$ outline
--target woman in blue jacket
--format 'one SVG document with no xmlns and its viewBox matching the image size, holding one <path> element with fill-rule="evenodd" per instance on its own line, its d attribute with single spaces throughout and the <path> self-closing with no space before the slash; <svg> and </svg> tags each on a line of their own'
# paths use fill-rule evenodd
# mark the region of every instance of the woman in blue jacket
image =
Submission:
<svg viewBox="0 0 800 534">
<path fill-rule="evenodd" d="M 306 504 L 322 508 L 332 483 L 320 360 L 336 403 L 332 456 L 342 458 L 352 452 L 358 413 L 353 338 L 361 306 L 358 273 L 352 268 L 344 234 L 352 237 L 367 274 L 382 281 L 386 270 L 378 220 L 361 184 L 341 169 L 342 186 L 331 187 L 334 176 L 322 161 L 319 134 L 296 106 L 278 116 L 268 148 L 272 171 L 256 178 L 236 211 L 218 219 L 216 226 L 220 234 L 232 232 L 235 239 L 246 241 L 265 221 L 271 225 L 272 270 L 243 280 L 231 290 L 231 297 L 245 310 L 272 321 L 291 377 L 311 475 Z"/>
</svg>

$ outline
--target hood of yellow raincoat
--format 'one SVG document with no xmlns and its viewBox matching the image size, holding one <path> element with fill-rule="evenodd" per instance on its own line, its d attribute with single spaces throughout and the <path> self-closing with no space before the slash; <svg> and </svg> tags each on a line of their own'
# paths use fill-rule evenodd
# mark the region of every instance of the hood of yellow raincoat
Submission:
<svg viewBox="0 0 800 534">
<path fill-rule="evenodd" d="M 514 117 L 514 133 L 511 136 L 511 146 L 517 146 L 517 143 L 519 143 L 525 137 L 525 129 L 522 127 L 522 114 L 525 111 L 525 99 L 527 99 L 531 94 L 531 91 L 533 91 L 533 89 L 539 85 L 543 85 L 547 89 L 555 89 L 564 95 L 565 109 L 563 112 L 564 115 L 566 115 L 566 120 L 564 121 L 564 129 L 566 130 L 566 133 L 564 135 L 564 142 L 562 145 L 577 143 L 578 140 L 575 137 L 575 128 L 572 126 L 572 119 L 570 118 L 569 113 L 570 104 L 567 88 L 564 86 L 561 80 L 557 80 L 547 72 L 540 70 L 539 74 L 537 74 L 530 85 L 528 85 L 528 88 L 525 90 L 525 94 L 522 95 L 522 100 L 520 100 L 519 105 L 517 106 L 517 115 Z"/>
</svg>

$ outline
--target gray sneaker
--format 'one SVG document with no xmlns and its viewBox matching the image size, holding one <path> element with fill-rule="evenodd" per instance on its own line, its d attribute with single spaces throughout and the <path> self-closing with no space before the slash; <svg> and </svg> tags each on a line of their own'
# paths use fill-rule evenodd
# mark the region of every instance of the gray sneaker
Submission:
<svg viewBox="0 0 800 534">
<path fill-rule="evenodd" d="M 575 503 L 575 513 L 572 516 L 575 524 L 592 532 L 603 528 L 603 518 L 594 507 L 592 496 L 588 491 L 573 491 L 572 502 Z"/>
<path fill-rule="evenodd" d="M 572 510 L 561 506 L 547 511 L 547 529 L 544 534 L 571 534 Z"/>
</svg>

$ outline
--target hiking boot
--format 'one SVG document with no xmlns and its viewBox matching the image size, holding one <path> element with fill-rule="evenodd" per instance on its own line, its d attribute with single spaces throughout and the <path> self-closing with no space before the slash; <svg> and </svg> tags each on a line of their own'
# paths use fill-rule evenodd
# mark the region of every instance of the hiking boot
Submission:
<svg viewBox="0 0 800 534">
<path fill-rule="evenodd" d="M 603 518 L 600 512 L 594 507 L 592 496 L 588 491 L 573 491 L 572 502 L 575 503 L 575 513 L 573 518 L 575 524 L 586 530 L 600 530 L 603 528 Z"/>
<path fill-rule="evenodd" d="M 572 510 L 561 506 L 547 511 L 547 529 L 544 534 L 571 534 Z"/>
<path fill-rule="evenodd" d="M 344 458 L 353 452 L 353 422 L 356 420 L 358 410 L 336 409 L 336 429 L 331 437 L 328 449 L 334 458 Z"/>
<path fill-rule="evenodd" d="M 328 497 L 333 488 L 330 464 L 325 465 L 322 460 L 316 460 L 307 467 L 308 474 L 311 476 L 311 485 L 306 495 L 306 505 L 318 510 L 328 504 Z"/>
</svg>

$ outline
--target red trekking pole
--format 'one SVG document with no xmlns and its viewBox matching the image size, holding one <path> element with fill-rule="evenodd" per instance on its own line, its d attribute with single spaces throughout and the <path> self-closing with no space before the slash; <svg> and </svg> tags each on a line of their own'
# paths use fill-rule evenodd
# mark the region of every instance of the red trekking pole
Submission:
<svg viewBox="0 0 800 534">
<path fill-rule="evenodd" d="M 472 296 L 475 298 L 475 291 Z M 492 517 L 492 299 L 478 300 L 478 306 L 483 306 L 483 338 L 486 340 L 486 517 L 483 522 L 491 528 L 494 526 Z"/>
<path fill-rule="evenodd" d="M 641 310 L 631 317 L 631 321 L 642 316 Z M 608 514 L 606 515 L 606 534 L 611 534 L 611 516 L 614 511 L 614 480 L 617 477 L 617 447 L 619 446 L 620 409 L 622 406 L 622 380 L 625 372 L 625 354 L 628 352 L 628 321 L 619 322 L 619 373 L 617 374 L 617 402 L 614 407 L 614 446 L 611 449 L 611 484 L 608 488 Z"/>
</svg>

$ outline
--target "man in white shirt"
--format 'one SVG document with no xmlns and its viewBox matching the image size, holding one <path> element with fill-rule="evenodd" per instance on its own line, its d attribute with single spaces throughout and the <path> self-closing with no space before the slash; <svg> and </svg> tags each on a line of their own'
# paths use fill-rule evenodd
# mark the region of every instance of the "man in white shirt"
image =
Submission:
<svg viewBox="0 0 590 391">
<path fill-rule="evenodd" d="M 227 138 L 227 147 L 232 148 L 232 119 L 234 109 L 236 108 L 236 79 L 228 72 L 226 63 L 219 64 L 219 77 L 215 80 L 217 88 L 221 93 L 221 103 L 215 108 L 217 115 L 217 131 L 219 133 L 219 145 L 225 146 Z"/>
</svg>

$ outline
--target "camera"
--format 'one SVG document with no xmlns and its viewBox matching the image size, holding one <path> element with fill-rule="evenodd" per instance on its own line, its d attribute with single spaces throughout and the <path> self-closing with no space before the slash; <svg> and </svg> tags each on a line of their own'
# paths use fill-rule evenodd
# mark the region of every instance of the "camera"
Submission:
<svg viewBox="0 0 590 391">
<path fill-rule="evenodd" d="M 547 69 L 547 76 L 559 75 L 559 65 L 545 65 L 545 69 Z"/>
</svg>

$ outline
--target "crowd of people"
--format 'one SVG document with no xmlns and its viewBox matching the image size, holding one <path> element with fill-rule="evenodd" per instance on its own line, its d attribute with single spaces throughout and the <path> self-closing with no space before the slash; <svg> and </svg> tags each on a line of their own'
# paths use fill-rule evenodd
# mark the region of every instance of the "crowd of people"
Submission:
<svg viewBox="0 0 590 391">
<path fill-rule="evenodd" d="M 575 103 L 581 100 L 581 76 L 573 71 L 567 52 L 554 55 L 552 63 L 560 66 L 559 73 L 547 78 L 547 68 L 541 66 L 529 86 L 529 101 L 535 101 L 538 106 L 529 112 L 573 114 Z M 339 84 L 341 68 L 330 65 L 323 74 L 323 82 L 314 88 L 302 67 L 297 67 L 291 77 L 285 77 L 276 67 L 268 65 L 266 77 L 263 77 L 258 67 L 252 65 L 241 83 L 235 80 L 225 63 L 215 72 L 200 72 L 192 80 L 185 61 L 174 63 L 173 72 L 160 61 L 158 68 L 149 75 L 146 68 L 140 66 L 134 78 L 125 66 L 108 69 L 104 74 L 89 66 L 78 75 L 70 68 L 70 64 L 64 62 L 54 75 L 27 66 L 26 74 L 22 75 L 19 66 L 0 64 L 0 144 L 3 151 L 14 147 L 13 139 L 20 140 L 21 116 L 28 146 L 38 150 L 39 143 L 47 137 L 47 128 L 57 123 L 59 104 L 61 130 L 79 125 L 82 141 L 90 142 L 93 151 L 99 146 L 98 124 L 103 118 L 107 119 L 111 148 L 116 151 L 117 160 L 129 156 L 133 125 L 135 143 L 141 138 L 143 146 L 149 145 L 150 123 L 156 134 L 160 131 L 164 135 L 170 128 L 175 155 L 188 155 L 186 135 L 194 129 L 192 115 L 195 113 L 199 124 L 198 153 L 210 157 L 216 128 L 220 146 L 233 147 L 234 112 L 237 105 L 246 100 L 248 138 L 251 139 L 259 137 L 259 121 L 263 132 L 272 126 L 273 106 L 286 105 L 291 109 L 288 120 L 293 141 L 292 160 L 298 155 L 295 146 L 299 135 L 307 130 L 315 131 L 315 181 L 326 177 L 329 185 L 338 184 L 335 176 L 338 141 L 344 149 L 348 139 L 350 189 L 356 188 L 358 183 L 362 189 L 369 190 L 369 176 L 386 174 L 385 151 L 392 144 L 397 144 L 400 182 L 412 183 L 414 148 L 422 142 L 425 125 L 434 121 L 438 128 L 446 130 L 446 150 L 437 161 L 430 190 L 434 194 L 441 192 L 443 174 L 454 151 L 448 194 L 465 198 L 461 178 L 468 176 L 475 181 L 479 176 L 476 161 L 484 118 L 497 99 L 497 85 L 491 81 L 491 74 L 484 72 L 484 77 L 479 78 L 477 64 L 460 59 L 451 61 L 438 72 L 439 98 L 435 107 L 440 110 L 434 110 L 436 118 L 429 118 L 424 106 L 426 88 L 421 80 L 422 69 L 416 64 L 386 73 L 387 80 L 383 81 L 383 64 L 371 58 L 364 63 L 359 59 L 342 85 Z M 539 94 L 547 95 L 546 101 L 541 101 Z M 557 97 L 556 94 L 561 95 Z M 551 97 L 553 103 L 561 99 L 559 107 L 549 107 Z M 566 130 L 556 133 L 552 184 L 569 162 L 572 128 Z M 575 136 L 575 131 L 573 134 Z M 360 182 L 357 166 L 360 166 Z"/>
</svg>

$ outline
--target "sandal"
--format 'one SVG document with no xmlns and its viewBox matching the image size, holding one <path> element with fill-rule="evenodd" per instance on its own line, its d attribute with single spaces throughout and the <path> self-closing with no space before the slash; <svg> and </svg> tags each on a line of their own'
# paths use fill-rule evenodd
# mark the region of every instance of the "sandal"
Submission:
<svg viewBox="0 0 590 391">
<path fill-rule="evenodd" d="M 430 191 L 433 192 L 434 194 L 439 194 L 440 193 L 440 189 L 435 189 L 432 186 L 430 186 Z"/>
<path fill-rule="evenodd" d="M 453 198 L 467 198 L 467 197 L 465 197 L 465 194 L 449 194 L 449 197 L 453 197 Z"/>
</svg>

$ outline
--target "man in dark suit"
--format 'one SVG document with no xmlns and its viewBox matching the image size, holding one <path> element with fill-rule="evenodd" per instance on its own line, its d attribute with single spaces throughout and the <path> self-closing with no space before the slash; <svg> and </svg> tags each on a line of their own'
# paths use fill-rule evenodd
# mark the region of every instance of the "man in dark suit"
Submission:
--- --- ---
The problem >> Working through the entries above, copy every line in which "white" is found.

Finished task >>
--target "man in white shirt"
# mark the region of every instance of the "man in white shirt"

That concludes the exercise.